Dataset records
==========
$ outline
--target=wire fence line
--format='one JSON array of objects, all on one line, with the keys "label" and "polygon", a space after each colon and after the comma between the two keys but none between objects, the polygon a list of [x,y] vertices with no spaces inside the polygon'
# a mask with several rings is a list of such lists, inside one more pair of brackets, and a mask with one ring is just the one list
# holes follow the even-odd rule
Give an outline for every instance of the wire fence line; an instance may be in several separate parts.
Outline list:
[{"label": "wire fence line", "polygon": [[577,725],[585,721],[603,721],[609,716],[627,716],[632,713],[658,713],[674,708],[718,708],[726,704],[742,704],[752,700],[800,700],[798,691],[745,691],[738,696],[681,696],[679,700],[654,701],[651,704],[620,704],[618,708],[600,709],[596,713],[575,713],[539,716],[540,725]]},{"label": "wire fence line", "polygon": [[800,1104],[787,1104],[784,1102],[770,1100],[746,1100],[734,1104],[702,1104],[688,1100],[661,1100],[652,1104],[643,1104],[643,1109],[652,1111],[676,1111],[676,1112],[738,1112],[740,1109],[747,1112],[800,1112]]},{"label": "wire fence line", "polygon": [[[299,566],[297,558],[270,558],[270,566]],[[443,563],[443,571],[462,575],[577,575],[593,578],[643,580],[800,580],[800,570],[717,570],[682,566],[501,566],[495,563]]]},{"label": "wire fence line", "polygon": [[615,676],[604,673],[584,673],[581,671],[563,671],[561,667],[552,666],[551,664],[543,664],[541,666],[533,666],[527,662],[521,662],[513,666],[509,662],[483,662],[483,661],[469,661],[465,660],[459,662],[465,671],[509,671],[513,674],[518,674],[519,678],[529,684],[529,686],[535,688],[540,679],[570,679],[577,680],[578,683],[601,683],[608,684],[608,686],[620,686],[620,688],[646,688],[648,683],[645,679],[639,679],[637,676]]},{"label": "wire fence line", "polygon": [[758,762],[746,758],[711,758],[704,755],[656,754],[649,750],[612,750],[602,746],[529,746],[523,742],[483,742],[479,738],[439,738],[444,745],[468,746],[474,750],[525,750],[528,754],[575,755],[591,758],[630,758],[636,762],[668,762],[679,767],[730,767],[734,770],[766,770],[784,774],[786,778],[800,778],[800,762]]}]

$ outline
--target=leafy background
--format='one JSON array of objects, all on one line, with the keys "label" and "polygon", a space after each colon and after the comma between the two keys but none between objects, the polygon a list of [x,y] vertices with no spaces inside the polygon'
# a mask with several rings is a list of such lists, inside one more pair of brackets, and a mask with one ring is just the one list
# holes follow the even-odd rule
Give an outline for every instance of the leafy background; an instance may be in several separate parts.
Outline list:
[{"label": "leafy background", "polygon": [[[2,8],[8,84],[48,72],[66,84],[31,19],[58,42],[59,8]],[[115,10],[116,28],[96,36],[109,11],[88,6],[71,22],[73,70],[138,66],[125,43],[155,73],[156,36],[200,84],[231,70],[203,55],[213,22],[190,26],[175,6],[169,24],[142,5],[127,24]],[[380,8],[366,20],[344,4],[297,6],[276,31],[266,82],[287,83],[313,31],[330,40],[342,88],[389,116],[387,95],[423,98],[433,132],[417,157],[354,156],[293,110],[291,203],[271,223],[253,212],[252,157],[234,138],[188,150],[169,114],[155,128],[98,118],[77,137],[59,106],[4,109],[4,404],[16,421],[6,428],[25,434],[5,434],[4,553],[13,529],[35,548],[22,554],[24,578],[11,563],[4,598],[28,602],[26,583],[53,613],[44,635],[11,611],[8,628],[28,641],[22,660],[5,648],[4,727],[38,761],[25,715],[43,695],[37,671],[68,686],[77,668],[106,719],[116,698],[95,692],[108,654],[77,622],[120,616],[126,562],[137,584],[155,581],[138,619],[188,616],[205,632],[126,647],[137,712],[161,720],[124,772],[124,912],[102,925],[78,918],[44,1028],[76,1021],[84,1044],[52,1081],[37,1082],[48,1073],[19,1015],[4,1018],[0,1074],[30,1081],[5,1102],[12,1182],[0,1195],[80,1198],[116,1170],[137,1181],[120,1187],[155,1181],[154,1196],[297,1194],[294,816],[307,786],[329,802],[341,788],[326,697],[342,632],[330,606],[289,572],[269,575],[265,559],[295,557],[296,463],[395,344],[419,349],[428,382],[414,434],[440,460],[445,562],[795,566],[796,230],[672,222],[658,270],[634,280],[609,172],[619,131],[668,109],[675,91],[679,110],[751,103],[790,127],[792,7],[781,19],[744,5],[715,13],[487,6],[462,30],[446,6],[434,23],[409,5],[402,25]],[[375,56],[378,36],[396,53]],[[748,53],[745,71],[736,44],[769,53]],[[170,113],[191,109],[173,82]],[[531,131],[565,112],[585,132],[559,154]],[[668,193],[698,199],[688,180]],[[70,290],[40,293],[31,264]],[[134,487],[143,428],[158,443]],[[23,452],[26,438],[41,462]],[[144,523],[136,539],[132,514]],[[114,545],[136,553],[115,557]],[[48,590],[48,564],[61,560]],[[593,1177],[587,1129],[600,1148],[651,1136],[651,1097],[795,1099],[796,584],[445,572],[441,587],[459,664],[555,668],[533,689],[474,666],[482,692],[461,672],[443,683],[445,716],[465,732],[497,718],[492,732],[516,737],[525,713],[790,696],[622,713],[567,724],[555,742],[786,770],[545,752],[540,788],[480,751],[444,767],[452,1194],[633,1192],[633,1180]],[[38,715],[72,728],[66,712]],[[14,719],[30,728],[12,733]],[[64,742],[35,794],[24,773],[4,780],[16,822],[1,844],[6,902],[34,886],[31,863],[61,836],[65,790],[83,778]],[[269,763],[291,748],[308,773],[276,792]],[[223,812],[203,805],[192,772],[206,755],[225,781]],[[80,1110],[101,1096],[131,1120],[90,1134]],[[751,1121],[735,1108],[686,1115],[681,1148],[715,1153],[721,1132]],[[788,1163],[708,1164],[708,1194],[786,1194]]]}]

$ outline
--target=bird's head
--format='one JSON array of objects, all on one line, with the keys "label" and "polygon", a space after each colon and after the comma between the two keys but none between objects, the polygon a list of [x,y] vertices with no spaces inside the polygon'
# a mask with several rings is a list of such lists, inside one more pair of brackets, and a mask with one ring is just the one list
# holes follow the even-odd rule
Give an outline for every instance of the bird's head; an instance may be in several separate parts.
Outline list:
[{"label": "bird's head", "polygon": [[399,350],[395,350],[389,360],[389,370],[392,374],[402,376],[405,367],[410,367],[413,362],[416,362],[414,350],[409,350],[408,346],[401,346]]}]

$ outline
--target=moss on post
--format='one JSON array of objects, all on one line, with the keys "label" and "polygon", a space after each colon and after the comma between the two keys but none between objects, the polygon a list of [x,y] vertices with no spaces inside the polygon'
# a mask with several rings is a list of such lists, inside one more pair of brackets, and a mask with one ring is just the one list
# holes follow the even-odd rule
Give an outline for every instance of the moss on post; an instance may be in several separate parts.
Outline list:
==========
— Task to carry out —
Write an exact transcription of every entry above.

— Problem solution —
$ outline
--target=wire fence line
--format='one JSON array of objects, all on one line, with the keys "label" and "polygon", a space after each colon and after the comma between the two keys but none between objects, the polygon a list of [x,y] vertices with no spaces inside the polygon'
# a mask with several rings is a list of such lists, inside one more pair of brackets, and a mask with one ring is just the one list
# holes follow the even-odd rule
Give an outline for every instance of the wire fence line; an instance may be in several separate parts.
Outline list:
[{"label": "wire fence line", "polygon": [[577,725],[585,721],[603,721],[609,716],[627,716],[632,713],[658,713],[674,708],[718,708],[726,704],[742,704],[752,700],[800,700],[798,691],[745,691],[738,696],[681,696],[679,700],[654,701],[651,704],[620,704],[618,708],[600,709],[596,713],[575,713],[539,716],[540,725]]},{"label": "wire fence line", "polygon": [[800,1104],[787,1104],[784,1102],[770,1100],[746,1100],[734,1104],[702,1104],[688,1100],[661,1100],[652,1104],[643,1104],[643,1109],[652,1111],[676,1111],[676,1112],[738,1112],[740,1109],[747,1112],[800,1112]]},{"label": "wire fence line", "polygon": [[[299,566],[297,558],[270,558],[270,566]],[[443,563],[443,571],[462,575],[577,575],[593,578],[643,580],[800,580],[800,570],[717,570],[682,566],[501,566],[495,563]]]},{"label": "wire fence line", "polygon": [[615,676],[604,673],[584,673],[581,671],[563,671],[561,667],[552,666],[551,664],[543,664],[541,666],[533,666],[527,662],[521,662],[513,666],[509,662],[483,662],[483,661],[469,661],[465,660],[459,662],[465,671],[509,671],[513,674],[518,674],[519,678],[529,684],[529,686],[535,688],[540,679],[570,679],[577,680],[578,683],[601,683],[608,684],[608,686],[620,686],[620,688],[646,688],[648,683],[645,679],[639,679],[637,676]]},{"label": "wire fence line", "polygon": [[758,762],[746,758],[711,758],[704,755],[656,754],[649,750],[612,750],[602,746],[529,746],[523,742],[483,742],[479,738],[439,738],[444,745],[468,746],[474,750],[525,750],[528,754],[575,755],[591,758],[630,758],[636,762],[668,762],[679,767],[730,767],[734,770],[766,770],[784,774],[786,778],[800,778],[800,762]]}]

$ outline
--target=leafy background
--format='one JSON array of objects, all on one line, with the keys "label" and "polygon", a space after each colon and after the comma between the two keys but none between objects, the polygon a list of [x,y] vertices with no spaces inside the polygon'
# a mask with several rings is a list of such lists, inside one more pair of brackets, and a mask with one ring is just the one list
# holes follow the even-odd rule
Give an outline for every instance of the leafy background; an instance may be in several separate parts.
Outline list:
[{"label": "leafy background", "polygon": [[[2,8],[8,84],[48,72],[66,84],[31,19],[58,42],[59,8]],[[115,10],[116,28],[96,36],[109,11],[88,6],[71,22],[73,70],[138,66],[125,43],[155,73],[156,36],[200,84],[231,70],[203,55],[213,22],[190,26],[175,6],[169,24],[142,5],[127,24]],[[380,8],[366,20],[344,4],[297,6],[276,31],[266,82],[287,83],[313,31],[330,40],[342,88],[389,116],[387,95],[423,98],[433,132],[417,157],[354,156],[293,110],[291,203],[271,223],[253,212],[252,157],[234,138],[188,150],[169,114],[155,128],[98,118],[77,137],[59,106],[4,109],[4,404],[16,421],[6,428],[25,434],[5,434],[4,553],[13,529],[35,548],[22,554],[24,578],[11,563],[4,598],[28,602],[26,583],[53,613],[44,635],[11,611],[8,628],[28,641],[22,660],[5,648],[4,727],[38,761],[25,715],[43,695],[37,671],[68,686],[77,668],[106,719],[116,698],[95,692],[108,654],[77,622],[120,616],[126,562],[137,584],[155,581],[138,619],[188,616],[205,632],[126,647],[137,712],[161,720],[124,772],[124,912],[102,925],[78,918],[44,1028],[76,1021],[84,1044],[52,1081],[37,1082],[48,1073],[19,1015],[4,1018],[0,1074],[30,1081],[5,1102],[12,1182],[0,1195],[80,1198],[116,1170],[137,1181],[120,1187],[155,1181],[154,1196],[297,1194],[294,816],[307,786],[329,802],[341,788],[326,697],[342,632],[330,606],[289,572],[269,575],[265,559],[295,557],[296,463],[395,344],[419,349],[428,382],[414,434],[440,460],[445,562],[795,566],[796,230],[672,222],[658,270],[634,280],[609,172],[619,131],[668,109],[675,91],[679,110],[751,103],[790,127],[792,7],[781,19],[744,5],[715,13],[487,6],[462,30],[446,6],[434,23],[409,5],[402,25]],[[375,56],[378,36],[396,53]],[[748,53],[745,71],[736,44],[769,53]],[[170,113],[191,109],[173,82]],[[531,131],[565,112],[585,132],[559,154]],[[668,193],[698,199],[688,180]],[[70,290],[40,293],[31,264]],[[134,487],[143,428],[158,443]],[[23,452],[26,438],[41,462]],[[144,523],[136,539],[132,514]],[[114,545],[136,553],[115,557]],[[48,590],[48,564],[61,560]],[[593,1177],[587,1129],[600,1148],[651,1136],[651,1097],[795,1099],[796,584],[445,572],[441,587],[459,664],[555,668],[533,689],[474,666],[482,692],[461,672],[443,683],[445,716],[465,732],[497,718],[492,732],[516,737],[525,713],[790,696],[622,713],[567,724],[555,742],[786,770],[545,752],[540,788],[480,751],[444,767],[452,1194],[633,1192],[633,1180]],[[38,715],[72,728],[66,712]],[[14,719],[30,728],[12,733]],[[64,742],[35,794],[24,773],[4,780],[16,822],[1,844],[6,902],[34,886],[31,863],[61,836],[65,790],[83,778]],[[269,763],[291,748],[308,773],[276,792]],[[223,812],[203,805],[192,772],[206,755],[225,781]],[[80,1110],[101,1096],[131,1120],[90,1134]],[[751,1121],[735,1108],[686,1115],[681,1148],[715,1153],[721,1132]],[[788,1163],[708,1164],[708,1194],[786,1194]]]}]

$ outline
--target=bird's head
--format='one JSON array of objects, all on one line, with the keys "label" and "polygon", a space after each colon and after the comma between the two keys but none between objects, the polygon a list of [x,y] vertices with no spaces inside the polygon'
# a mask with several rings is a list of such lists, inside one more pair of brackets, and a mask with one ring is just the one list
# holes follow the even-odd rule
Give an outline for every instance of the bird's head; an instance may be in several separate parts.
Outline list:
[{"label": "bird's head", "polygon": [[399,350],[395,350],[389,360],[389,370],[392,374],[402,376],[405,367],[410,367],[413,362],[416,362],[414,350],[409,350],[408,346],[401,346]]}]

$ outline
--target=moss on post
--format='one JSON array of objects, all on one line, with the keys "label" and "polygon", a space after each colon and after the comma between the two keys but none between objects, the polygon a list of [x,y] vertices with no spaces inside the polygon'
# a mask with several rings is a list of such lists, inside one more pair of brackets, and a mask with one ring is just the one list
# holes follow the even-odd rule
Give an outline for every instance of the moss on post; an instance may be in several separate parts.
Outline list:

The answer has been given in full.